> _Exercise instructions_:
Render the rows below as a JSON list of strings, one string per line, with blank lines omitted and the pictures left out.

> _Information given_:

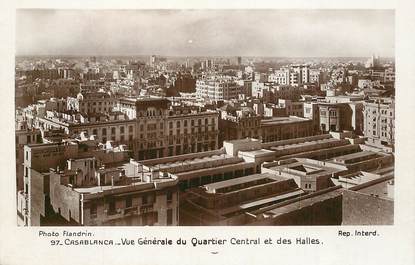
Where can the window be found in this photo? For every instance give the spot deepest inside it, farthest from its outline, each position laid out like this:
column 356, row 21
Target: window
column 169, row 196
column 128, row 202
column 111, row 206
column 93, row 210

> _Complete answer_:
[
  "Where can the window be found in this photo? For every instance give the spot deepest inside it, farthest from its outline, each position laid out like this:",
  "column 356, row 21",
  "Target: window",
  "column 169, row 196",
  "column 128, row 202",
  "column 111, row 206",
  "column 93, row 210"
]